• [Extracted records]
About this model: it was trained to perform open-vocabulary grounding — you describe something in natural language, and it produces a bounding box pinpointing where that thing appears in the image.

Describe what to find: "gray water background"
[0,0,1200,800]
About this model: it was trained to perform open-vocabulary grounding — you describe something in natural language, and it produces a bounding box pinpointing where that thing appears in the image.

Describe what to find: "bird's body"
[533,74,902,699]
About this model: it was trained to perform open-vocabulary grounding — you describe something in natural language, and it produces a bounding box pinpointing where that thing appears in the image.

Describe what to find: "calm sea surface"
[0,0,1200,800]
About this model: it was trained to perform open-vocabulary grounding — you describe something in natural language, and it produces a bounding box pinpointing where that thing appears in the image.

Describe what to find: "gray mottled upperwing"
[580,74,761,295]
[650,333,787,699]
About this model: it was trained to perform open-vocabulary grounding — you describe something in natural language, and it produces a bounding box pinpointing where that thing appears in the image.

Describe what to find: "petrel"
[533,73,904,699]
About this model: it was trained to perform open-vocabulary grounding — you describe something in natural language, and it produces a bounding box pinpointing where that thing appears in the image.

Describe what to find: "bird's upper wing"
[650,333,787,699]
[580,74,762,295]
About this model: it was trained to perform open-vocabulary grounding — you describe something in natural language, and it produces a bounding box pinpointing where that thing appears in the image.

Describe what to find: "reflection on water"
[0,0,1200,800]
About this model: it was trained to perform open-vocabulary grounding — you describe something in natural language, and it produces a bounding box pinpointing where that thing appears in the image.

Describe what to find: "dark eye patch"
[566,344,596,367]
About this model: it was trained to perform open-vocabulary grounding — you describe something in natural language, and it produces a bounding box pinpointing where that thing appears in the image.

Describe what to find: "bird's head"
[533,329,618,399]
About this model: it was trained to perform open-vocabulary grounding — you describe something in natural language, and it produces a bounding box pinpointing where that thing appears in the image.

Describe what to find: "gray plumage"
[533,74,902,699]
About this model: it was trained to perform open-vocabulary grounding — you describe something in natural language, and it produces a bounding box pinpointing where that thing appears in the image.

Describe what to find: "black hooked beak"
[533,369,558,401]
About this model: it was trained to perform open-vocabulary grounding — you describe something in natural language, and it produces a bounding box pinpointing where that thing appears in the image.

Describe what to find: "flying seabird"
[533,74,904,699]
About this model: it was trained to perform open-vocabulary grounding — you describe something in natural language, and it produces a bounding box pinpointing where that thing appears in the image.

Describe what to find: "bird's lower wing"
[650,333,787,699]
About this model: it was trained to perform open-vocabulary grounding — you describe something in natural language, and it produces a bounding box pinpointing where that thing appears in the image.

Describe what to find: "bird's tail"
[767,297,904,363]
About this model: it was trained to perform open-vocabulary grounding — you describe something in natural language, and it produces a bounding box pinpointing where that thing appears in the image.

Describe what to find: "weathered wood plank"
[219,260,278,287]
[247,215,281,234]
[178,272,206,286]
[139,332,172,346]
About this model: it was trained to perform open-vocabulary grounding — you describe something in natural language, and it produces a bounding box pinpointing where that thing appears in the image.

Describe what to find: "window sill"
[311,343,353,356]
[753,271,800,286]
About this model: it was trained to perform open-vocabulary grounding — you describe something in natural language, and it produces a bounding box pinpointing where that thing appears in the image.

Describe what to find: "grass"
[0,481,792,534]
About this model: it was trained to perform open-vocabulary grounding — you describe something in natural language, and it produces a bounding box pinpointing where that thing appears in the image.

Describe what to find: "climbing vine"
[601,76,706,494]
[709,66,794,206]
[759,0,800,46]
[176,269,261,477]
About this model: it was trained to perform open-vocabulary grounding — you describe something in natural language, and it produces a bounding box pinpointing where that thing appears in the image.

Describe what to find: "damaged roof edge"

• [Exercise prompt] How many lines in the listing above contain the word "gray"? Reply with the number alone.

• [Task answer] 3